- _EXERCISE_
Update the records below by replacing "teddy bear" with "stuffed bear" wherever it occurs, leaving everything else unchanged. Omit the pictures from your answer.

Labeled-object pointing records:
───
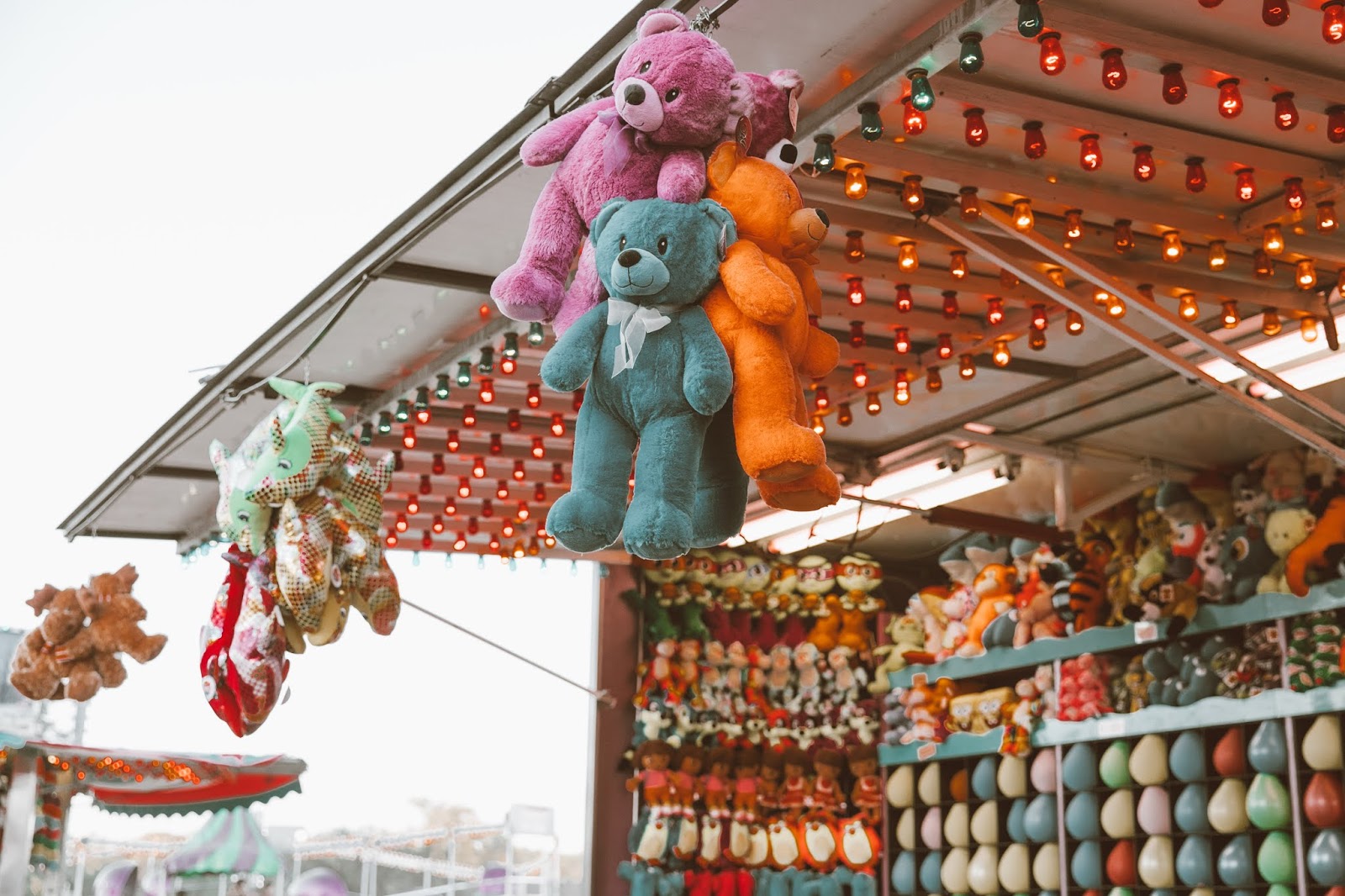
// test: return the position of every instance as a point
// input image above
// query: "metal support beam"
(1163, 356)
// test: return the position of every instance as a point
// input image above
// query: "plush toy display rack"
(1221, 795)
(1210, 619)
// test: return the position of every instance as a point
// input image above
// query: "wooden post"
(616, 654)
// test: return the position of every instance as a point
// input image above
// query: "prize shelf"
(1098, 640)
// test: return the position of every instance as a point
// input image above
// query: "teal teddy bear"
(657, 373)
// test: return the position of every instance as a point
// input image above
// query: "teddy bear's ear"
(604, 215)
(661, 22)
───
- _OUTPUT FOR THIS EXERCISE_
// test: return the position of every instance as a point
// input image above
// query: "metal support beam"
(1163, 356)
// test: return the position of every instance as a point
// input image above
// query: "plush toy display rack"
(1221, 795)
(1210, 619)
// test: return the position of every instance as a point
// input image above
// query: "wooden post"
(616, 654)
// test: return the position of every instance as a point
// input image above
// query: "prize shelf"
(1098, 640)
// test: return the position of every instance as a point
// input image above
// query: "teal stuffed bear"
(657, 373)
// test: return the position of every instance as a point
// input image above
// query: "stuffed bear's ear"
(604, 215)
(661, 22)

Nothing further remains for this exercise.